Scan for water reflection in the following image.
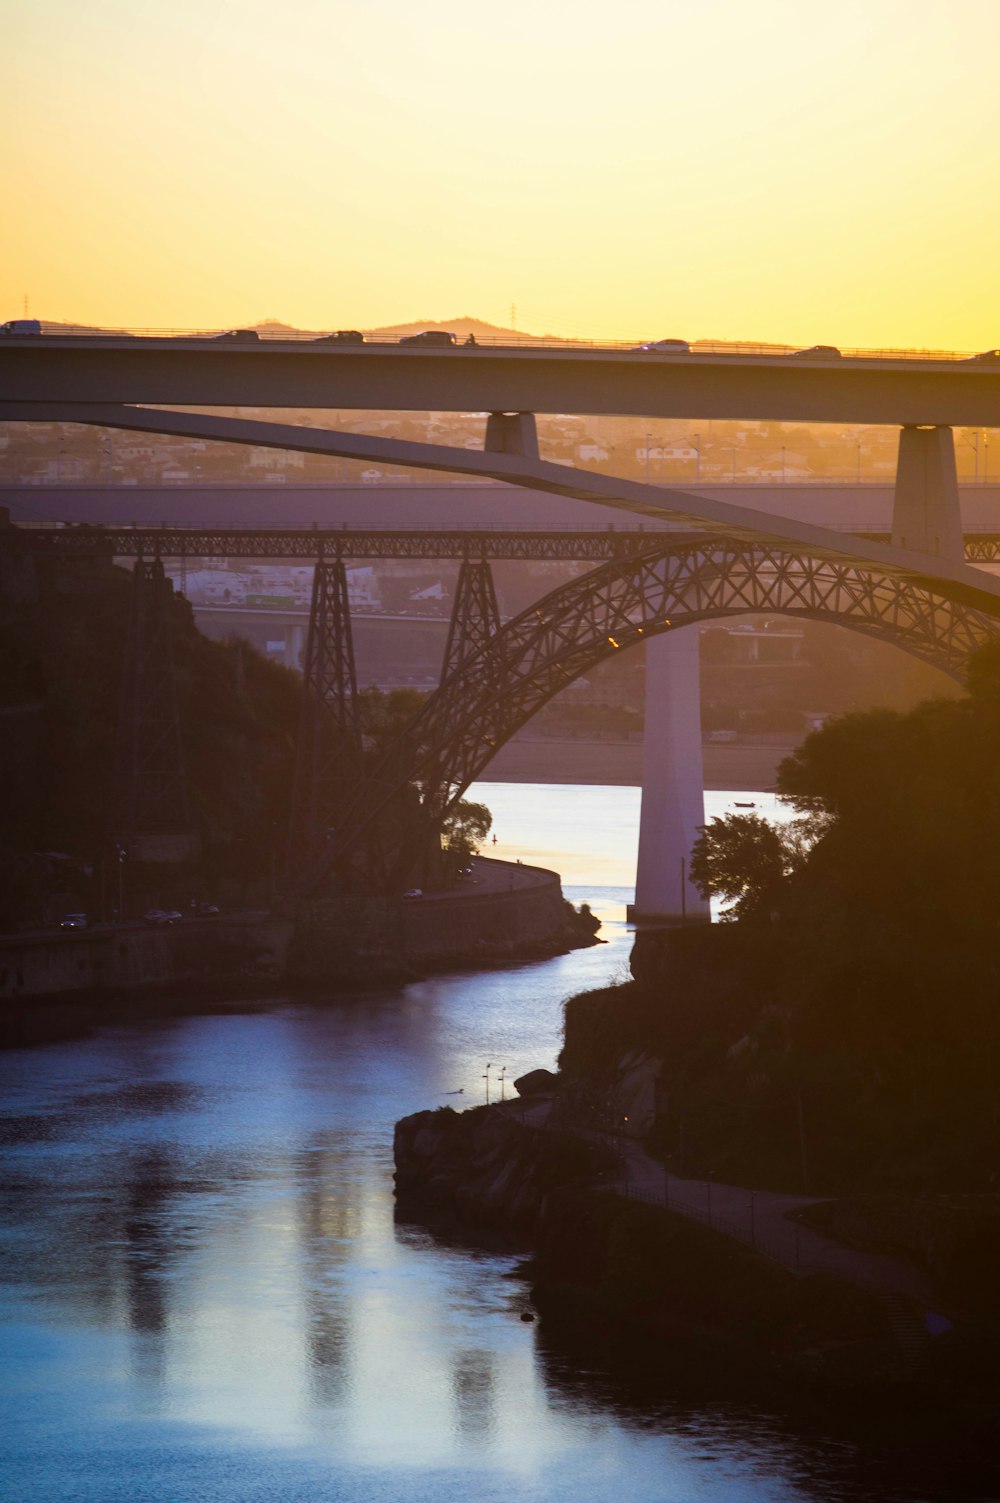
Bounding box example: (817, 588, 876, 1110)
(0, 818, 985, 1499)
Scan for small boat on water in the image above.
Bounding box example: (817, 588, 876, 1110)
(734, 801, 756, 808)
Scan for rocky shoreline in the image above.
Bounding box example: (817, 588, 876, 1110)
(393, 1075, 997, 1404)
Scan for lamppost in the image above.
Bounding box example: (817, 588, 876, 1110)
(115, 843, 126, 924)
(498, 1065, 507, 1102)
(483, 1062, 492, 1105)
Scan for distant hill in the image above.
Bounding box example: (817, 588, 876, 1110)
(30, 315, 557, 343)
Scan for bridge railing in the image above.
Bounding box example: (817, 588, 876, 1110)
(20, 327, 987, 362)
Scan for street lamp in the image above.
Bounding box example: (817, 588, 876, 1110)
(498, 1065, 507, 1102)
(115, 843, 126, 923)
(483, 1062, 492, 1105)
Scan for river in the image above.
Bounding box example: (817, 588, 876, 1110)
(0, 786, 969, 1501)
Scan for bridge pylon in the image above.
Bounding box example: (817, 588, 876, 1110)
(630, 629, 710, 926)
(286, 555, 364, 880)
(892, 425, 963, 562)
(441, 556, 503, 684)
(113, 557, 193, 868)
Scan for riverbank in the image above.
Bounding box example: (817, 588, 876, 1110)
(483, 733, 795, 790)
(393, 1096, 996, 1410)
(0, 857, 600, 1037)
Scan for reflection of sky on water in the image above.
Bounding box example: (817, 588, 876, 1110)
(472, 780, 796, 889)
(0, 783, 895, 1500)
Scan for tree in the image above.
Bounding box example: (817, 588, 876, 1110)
(689, 813, 802, 921)
(440, 798, 492, 880)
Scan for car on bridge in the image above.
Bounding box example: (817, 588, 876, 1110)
(1, 319, 42, 336)
(789, 345, 842, 359)
(212, 329, 260, 343)
(967, 348, 1000, 363)
(399, 330, 456, 347)
(60, 913, 88, 929)
(634, 338, 690, 354)
(313, 330, 365, 344)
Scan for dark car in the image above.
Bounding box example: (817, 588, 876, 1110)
(313, 329, 365, 345)
(1, 319, 42, 335)
(967, 348, 1000, 364)
(60, 913, 88, 930)
(789, 345, 841, 359)
(634, 338, 691, 354)
(399, 330, 456, 347)
(213, 328, 260, 343)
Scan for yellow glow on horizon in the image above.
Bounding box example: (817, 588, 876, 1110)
(3, 0, 1000, 349)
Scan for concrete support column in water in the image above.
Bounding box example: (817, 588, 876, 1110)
(630, 629, 710, 924)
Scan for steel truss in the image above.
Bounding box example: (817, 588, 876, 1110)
(15, 523, 1000, 564)
(286, 556, 362, 874)
(114, 558, 189, 842)
(312, 538, 1000, 890)
(15, 525, 699, 563)
(440, 557, 502, 683)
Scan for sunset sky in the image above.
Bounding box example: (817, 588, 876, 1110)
(5, 0, 999, 349)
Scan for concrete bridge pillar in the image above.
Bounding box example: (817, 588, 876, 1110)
(485, 411, 539, 459)
(892, 425, 963, 561)
(630, 629, 710, 925)
(284, 623, 305, 670)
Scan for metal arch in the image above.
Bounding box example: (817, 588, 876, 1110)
(313, 539, 1000, 888)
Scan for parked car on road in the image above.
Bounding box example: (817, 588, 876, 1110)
(399, 330, 456, 347)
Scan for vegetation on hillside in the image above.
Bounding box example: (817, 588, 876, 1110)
(564, 642, 1000, 1199)
(0, 564, 491, 924)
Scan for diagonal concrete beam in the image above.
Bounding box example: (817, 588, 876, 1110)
(4, 399, 1000, 616)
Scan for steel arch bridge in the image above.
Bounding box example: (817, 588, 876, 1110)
(318, 536, 1000, 888)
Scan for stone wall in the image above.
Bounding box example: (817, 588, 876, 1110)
(398, 863, 574, 966)
(0, 915, 291, 1001)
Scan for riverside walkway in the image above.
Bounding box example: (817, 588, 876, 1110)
(518, 1098, 943, 1316)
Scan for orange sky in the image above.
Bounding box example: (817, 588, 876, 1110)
(4, 0, 999, 350)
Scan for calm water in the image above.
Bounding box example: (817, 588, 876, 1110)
(0, 788, 966, 1501)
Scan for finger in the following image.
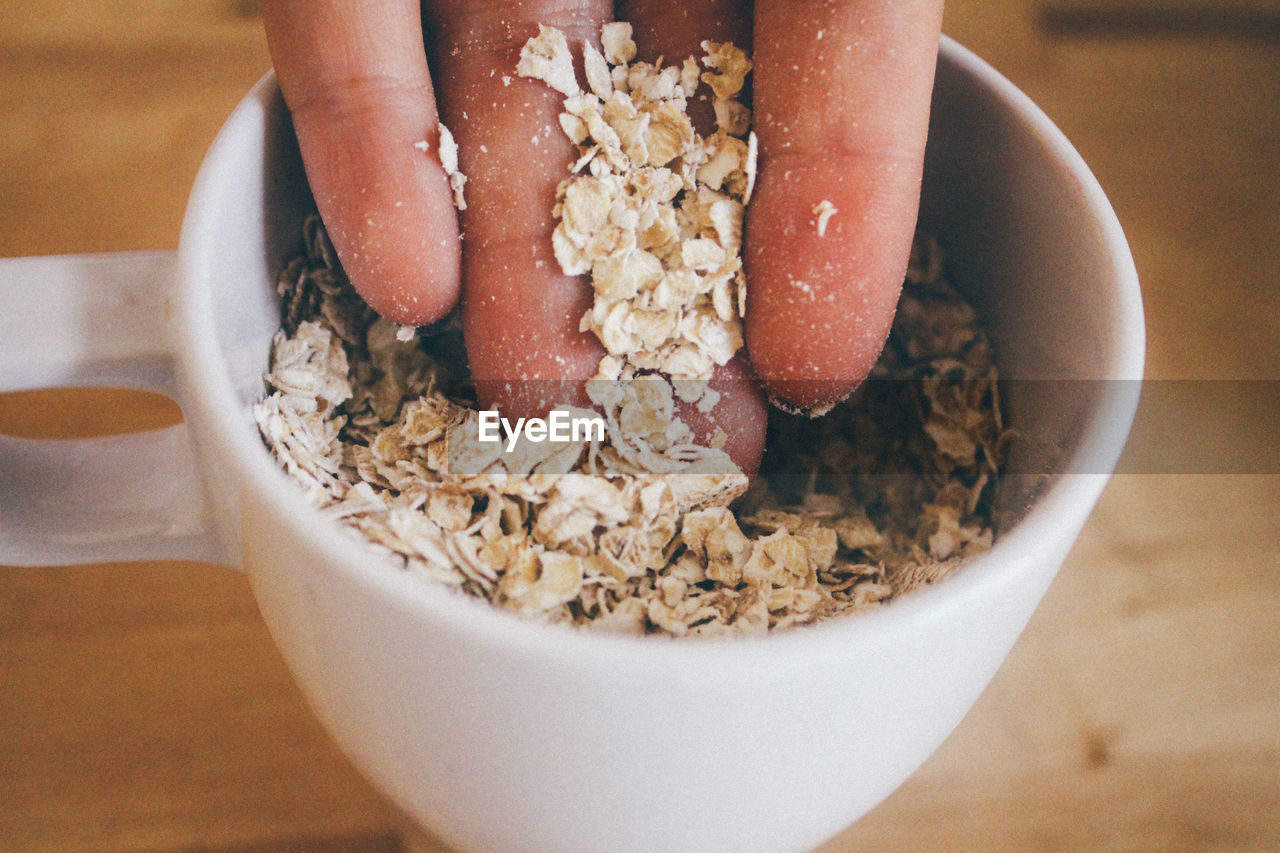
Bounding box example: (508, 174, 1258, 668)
(262, 0, 461, 326)
(421, 1, 610, 416)
(746, 0, 944, 411)
(619, 0, 767, 474)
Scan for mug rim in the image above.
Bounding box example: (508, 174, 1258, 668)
(175, 36, 1144, 667)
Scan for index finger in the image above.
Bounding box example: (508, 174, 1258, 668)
(745, 0, 944, 412)
(263, 0, 461, 325)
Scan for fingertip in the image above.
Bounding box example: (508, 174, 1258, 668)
(286, 101, 464, 326)
(311, 160, 462, 328)
(745, 155, 912, 413)
(312, 186, 462, 330)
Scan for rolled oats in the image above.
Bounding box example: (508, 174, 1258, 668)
(519, 25, 759, 405)
(515, 24, 580, 98)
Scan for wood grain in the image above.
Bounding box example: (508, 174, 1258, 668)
(2, 1, 1277, 850)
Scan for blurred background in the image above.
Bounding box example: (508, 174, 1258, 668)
(1, 1, 1277, 850)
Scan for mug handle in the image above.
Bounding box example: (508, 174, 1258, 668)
(0, 252, 235, 568)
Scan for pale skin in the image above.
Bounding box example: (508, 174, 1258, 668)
(262, 0, 945, 475)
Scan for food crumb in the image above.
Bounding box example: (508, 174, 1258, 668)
(414, 125, 467, 211)
(813, 199, 838, 236)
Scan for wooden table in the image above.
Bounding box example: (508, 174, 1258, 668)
(2, 2, 1277, 850)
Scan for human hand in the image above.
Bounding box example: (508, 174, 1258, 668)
(262, 1, 944, 474)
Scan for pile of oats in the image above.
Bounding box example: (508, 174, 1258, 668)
(518, 23, 756, 407)
(255, 217, 1008, 636)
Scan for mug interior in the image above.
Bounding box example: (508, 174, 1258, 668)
(920, 46, 1143, 524)
(180, 37, 1141, 626)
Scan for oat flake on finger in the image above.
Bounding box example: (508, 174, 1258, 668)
(518, 23, 756, 405)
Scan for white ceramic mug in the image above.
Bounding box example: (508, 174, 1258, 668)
--------------------------------
When you reach the line holding "Scan for lamppost in the image above." in the records above, begin reproducing exactly, stop after the line holding "Scan for car on bridge in the image above.", and output nothing else.

### Exercise result
Scan for lamppost in the image above.
Bounding box example: (817, 588, 876, 1110)
(115, 843, 126, 924)
(498, 1065, 507, 1102)
(483, 1062, 492, 1105)
Scan for distant hill in the image above.
Bounding box example: (817, 588, 876, 1110)
(30, 315, 557, 343)
Scan for bridge railing in the image above.
Bounding box example: (817, 588, 876, 1110)
(20, 327, 987, 362)
Scan for street lamp in the image above.
Bounding box example: (817, 588, 876, 1110)
(498, 1065, 507, 1102)
(115, 843, 126, 923)
(483, 1062, 492, 1105)
Scan for river in the image above.
Bounding box example: (817, 588, 876, 1110)
(0, 786, 969, 1501)
Scan for bridge pylon in the image above.
Bounding box example: (817, 588, 876, 1110)
(630, 629, 710, 926)
(286, 555, 364, 880)
(892, 425, 963, 562)
(441, 556, 503, 684)
(113, 557, 193, 868)
Scan for riverbank in the image above.
Bounding box example: (817, 588, 876, 1110)
(483, 733, 795, 790)
(393, 1096, 996, 1410)
(0, 857, 600, 1037)
Scan for reflection of sky on water in the image above.
Bounding box example: (817, 588, 876, 1110)
(472, 780, 796, 889)
(0, 783, 895, 1500)
Scan for tree in the image above.
Bounding box example: (817, 588, 876, 1110)
(689, 813, 802, 921)
(440, 798, 492, 880)
Scan for car on bridge in the image above.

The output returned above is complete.